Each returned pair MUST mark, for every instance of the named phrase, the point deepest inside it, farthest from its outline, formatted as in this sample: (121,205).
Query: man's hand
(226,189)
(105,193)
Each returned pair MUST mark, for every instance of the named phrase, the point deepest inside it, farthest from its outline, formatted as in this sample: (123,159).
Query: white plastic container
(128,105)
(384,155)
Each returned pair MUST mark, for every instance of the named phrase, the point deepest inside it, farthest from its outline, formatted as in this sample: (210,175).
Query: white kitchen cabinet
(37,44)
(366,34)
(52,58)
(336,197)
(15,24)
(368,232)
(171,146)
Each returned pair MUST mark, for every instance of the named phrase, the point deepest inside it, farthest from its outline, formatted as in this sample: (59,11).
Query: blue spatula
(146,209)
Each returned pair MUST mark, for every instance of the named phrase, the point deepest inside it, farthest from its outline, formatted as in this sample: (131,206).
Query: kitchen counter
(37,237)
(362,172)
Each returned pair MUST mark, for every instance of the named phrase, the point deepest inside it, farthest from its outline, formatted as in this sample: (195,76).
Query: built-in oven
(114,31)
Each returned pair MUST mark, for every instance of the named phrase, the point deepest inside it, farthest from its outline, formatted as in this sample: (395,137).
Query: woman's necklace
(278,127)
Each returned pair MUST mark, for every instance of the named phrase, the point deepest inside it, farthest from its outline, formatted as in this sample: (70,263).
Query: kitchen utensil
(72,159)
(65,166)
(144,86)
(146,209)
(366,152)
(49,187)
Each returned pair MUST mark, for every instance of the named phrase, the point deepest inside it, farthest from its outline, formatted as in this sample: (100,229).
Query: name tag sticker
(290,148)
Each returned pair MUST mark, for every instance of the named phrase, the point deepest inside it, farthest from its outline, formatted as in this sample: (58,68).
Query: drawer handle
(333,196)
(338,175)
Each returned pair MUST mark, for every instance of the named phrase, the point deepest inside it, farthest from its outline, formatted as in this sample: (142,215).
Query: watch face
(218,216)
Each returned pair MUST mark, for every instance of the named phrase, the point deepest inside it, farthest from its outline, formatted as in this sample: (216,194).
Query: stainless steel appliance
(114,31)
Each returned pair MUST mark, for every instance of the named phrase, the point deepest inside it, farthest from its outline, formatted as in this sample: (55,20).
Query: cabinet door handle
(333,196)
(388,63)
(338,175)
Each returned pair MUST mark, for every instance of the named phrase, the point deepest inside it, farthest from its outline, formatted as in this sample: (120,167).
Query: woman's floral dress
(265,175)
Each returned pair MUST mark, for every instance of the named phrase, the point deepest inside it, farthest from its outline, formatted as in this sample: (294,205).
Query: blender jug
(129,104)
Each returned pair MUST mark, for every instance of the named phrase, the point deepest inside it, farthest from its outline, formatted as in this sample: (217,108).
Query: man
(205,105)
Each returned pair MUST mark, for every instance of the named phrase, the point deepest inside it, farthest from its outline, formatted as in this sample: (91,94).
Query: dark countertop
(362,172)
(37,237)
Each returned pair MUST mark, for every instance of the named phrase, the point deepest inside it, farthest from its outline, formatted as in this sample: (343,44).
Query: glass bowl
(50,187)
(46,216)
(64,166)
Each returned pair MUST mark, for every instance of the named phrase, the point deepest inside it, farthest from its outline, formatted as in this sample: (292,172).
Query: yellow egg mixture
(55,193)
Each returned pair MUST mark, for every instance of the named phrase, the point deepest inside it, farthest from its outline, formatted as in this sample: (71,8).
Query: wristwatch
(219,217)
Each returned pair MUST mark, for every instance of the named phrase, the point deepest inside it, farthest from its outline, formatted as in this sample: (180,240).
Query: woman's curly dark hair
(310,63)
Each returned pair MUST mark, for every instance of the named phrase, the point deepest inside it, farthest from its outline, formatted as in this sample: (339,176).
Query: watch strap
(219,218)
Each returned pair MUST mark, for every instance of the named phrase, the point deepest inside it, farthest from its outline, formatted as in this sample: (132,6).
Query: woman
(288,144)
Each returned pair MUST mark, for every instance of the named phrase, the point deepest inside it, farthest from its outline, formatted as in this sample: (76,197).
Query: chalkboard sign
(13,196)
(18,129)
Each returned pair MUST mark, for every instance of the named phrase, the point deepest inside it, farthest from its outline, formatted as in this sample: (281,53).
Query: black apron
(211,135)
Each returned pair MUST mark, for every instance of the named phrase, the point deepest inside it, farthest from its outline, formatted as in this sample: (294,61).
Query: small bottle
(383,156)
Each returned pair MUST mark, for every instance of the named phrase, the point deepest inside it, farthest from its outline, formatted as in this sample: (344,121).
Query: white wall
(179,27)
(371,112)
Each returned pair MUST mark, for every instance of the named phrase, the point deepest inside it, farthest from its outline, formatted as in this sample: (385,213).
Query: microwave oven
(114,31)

##########

Exercise requirements >>
Every entry must be retyped in full, exactly as given.

Complete output >>
Each returned pair MUST mark, for every instance of the named phrase, the point deepest inside it, farthest from its outline, formatted as in this sample: (121,205).
Query: man's hand
(226,189)
(105,193)
Each returned pair MUST mark, for every instance of the named phrase, the point deepest inside it, farthest from its outline, formatted as in this sample: (123,159).
Query: white plastic container
(128,105)
(384,155)
Each returned pair MUST mark, for every instance of the named phrase, the point deepest inside it, farthest from its outline, formatted as in this sample: (210,175).
Query: white kitchen cabinet
(37,44)
(366,34)
(52,58)
(336,197)
(15,24)
(368,232)
(171,146)
Each returned pair MUST mark, for every instance of the named phrase, the point deepest inside it, farthest from its outline, formatted as in this sample: (59,11).
Query: blue spatula
(146,209)
Each returned pair MUST mark, for every instance of the named phrase, the point deepest inside it, farthest from its outline, formatted as in this sample: (131,206).
Query: kitchen counter
(37,237)
(362,172)
Each returned pair MUST mark, for every instance of the named phrase, the point deepest inside it, farthest from its outline, formatted as in this sample: (195,76).
Query: built-in oven
(114,31)
Each returned pair MUST mark, for every instance of the named phrase, the point deepest inside it, farthest from its outline, formatted as in this sample: (395,137).
Query: woman's necklace
(278,127)
Each returned pair MUST mark, for every instance of the named phrase, the point deepest inside it, farthest from its outline, formatted as in this sample: (70,263).
Query: kitchen utensil
(72,159)
(65,166)
(144,86)
(146,209)
(366,152)
(49,187)
Each returned pair MUST mark, for every instance of the named phrase, the point deepest inside it, farthest from its outline, formatted as in this sample: (100,229).
Query: name tag sticker
(290,148)
Each returned pair MUST mark, for every instance of the named phrase, the point deepest inside it, farthest from its outline, formatted as in this sample: (58,68).
Query: drawer handle
(333,196)
(338,175)
Each returned pair MUST mark, for every instance of the named phrase, the point deepest inside it, farthest from its outline, formatted as in this sample: (142,215).
Query: watch face
(218,216)
Each returned pair MUST mark, for every instance of the named phrase, the point deepest inside it, farthest from its outline, formatted as in this sample: (216,194).
Query: stainless steel appliance
(114,31)
Each returned pair MUST mark, for every instance of the named phrase, the point deepest inside it, farthest from its outline, formatted as in this sample: (55,20).
Query: cabinet door handle
(333,196)
(388,63)
(338,175)
Each returned pair MUST mark, for every instance of the named phrase, the point deepest inside it, farthest from its outline, formatted as in this sample: (120,167).
Query: woman's floral dress
(265,175)
Each returned pair MUST mark, for every instance of the named phrase, the point deepest inside it, farthest from its outline, formatted as in this sample: (294,205).
Query: blender jug
(129,104)
Each returned pair MUST mark, for every instance of the named phrase, the point deepest inside it, farthest from its outline, formatted as in this sample: (217,108).
Query: man
(205,105)
Each returned pair MUST mark, for every instance of the named phrase, the point deepest inside it, farthest from its outline, formatted as in this sample: (91,94).
Query: dark countertop
(362,172)
(37,237)
Each returned pair MUST mark, for every instance of the named phrase, the point deepest inside it, farthest from its outline, formatted as in this sample: (343,44).
Query: glass bowl
(50,187)
(46,216)
(64,166)
Each returned pair MUST mark, for every instance of the named phrase, the point deepest inside it, farthest from its outline, formatted as in this sample: (292,172).
Query: yellow egg mixture
(55,193)
Each returned pair MUST mark, for every instance of the named phrase, the point deepest inside it, farthest from its outline, formatted as in this sample: (71,8).
Query: wristwatch
(219,217)
Each returned pair MUST mark, for every instance of the named phrase, the point deepest inside it, farthest from its outline, formatted as in this sample: (180,240).
Query: woman's curly dark hair
(310,63)
Each returned pair MUST mark, for every instance of the named phrase, the point deepest inside it, farthest from its outline, formatted as in this sample: (339,176).
Query: watch strap
(219,218)
Each returned pair MUST mark, for every instance of the named phrase, the point deepest inside it, farthest from its outline, formatted as in this sample: (132,6).
Query: woman
(288,144)
Each returned pair MUST mark, for every instance of the named phrase, the point deepest inside it, farthest from its outline, formatted as in this sample: (76,197).
Query: chalkboard sign
(13,196)
(18,129)
Each returned pair MUST mark, for every instance of the named phrase, the point deepest inside it, farthest from its outline, formatted as in this sample: (281,53).
Query: black apron
(211,135)
Each returned pair MUST mark, for every instance of the named phrase, the point deepest inside it, farthest from its outline, formatted as in this sample: (294,61).
Query: small bottle
(383,156)
Each returned pair MUST mark, for every instance of the named phrase, the point deepest inside it, farthest from its outline, formatted as in this sample: (344,121).
Query: white wall
(179,27)
(371,112)
Each returned pair MUST mark, for every instance of the named phrase, the point deepest inside it, farthest from its outline, formatted as in this sample: (385,213).
Query: microwave oven
(114,31)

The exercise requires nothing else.